▶ [Items]:
====================

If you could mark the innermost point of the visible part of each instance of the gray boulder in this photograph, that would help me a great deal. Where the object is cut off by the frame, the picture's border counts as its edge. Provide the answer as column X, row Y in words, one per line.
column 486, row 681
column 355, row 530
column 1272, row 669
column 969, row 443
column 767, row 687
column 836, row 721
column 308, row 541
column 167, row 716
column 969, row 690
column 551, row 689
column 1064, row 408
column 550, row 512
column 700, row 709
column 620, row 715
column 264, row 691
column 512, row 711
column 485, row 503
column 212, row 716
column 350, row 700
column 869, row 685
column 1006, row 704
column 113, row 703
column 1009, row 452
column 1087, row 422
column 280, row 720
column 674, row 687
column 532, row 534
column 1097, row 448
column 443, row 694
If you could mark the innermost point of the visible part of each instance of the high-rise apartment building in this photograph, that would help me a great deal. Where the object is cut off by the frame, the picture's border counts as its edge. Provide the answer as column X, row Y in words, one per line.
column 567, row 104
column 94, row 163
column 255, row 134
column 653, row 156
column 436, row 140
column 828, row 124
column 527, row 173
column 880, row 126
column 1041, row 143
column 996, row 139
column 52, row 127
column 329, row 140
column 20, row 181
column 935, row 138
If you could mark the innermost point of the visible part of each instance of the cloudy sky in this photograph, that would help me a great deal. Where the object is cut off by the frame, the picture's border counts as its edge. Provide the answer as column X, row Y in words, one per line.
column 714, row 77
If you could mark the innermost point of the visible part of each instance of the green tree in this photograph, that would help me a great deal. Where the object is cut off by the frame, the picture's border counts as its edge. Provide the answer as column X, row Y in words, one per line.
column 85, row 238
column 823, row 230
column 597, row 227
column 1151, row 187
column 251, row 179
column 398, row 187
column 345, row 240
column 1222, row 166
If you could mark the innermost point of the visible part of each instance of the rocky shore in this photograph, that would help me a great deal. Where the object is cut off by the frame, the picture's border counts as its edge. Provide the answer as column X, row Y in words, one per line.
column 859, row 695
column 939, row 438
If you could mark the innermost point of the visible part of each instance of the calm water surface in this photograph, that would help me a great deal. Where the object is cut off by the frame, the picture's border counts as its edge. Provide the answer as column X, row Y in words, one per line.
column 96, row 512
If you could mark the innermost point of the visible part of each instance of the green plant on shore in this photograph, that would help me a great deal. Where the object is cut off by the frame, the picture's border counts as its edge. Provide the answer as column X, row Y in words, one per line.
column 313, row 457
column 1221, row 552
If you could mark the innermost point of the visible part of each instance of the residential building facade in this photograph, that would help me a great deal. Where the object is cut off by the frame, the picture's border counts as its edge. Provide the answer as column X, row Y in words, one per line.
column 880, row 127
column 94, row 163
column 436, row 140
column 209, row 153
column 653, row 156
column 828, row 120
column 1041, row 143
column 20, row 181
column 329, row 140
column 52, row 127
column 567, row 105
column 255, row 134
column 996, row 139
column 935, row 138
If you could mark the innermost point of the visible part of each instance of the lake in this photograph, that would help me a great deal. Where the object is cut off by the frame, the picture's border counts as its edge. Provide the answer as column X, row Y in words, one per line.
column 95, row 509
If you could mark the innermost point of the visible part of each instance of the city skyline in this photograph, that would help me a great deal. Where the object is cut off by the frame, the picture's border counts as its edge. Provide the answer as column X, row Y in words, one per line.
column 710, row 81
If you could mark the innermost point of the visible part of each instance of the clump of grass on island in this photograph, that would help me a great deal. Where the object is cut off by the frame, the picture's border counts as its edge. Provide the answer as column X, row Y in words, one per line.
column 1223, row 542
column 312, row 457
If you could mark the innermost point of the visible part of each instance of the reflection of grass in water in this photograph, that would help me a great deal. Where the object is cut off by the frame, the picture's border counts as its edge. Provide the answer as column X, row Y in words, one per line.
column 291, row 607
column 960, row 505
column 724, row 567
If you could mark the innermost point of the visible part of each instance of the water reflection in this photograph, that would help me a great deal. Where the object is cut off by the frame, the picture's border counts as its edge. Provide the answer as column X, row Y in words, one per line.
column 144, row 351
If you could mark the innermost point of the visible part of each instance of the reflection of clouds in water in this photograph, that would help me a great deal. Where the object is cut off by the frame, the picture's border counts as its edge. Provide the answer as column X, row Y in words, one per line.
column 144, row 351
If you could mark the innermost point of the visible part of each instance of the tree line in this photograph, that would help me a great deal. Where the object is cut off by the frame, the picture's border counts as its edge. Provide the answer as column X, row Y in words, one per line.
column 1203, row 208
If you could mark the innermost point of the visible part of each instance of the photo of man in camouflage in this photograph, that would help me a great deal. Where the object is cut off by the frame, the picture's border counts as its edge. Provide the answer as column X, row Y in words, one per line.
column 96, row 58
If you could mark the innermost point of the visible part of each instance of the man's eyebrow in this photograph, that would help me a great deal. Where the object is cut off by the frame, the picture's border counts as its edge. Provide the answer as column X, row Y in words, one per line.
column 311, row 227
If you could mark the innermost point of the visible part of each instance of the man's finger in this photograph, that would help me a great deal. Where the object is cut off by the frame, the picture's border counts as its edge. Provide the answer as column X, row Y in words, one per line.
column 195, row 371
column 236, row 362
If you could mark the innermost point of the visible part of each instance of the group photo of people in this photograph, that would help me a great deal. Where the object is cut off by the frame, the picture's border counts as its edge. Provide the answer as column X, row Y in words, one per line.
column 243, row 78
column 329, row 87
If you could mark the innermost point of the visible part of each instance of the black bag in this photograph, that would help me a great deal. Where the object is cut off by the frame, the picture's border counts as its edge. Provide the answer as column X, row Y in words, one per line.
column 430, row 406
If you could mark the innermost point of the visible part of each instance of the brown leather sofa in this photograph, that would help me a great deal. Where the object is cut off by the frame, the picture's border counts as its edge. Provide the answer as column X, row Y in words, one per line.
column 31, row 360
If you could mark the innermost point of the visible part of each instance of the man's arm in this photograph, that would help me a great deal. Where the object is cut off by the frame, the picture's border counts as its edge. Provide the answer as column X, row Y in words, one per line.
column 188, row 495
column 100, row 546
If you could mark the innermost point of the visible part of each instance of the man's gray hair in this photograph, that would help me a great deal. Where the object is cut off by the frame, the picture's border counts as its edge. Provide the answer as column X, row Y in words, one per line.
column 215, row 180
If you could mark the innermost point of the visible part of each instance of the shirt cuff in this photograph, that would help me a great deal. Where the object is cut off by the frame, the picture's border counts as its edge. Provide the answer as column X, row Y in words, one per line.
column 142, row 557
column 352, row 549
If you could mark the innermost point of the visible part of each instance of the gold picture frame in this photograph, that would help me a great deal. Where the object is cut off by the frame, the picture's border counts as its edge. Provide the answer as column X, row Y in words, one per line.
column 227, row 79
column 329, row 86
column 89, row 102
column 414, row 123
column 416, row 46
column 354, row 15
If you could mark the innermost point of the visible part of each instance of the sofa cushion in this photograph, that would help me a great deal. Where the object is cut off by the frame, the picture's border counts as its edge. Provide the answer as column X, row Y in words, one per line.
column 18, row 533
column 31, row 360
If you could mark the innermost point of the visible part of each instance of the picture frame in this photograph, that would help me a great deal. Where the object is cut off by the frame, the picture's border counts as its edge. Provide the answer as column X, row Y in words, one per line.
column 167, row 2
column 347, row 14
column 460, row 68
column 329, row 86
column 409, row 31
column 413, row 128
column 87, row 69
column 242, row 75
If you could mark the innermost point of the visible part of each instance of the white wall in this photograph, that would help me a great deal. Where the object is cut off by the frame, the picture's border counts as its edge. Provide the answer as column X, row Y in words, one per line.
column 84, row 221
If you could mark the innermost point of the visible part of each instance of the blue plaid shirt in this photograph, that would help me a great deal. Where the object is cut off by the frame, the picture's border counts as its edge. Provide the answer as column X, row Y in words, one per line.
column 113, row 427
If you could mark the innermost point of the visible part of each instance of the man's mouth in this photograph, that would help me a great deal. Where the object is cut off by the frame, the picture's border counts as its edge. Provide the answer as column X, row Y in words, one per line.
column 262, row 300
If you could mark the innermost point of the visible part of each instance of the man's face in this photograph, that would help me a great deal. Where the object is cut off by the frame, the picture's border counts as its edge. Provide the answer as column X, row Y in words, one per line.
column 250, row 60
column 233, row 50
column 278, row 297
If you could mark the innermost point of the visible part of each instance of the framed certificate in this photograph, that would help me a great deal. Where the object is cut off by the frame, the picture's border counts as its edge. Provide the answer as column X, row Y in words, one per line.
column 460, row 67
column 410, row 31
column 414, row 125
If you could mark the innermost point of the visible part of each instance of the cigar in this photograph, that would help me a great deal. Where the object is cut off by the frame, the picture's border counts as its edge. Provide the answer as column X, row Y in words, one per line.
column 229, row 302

====================

▶ [Task to complete]: Please convert the data above into a JSON list of strings, one string per line with blank lines omitted, starting with the line containing "of the sofa" and going on through the line containing "column 242, row 75", both included.

▶ [Reply to the task]:
[
  "If you could mark the innermost point of the visible part of each instance of the sofa cushion in this photograph, that would help me a great deal. Where the object is cut off by the frame, the picture's border counts as its edge. Provide the answer as column X, row Y in words, one per line.",
  "column 18, row 533",
  "column 31, row 360",
  "If you could mark the innermost point of the visible part of each instance of the picture frame in this photograph, that would help me a great deal. Where the object is cut off by the frame, the picture's border counts as its edge. Provide the answer as column X, row Y in words, one per line.",
  "column 167, row 2",
  "column 347, row 14",
  "column 460, row 68",
  "column 329, row 86",
  "column 409, row 31",
  "column 413, row 128",
  "column 87, row 69",
  "column 242, row 75"
]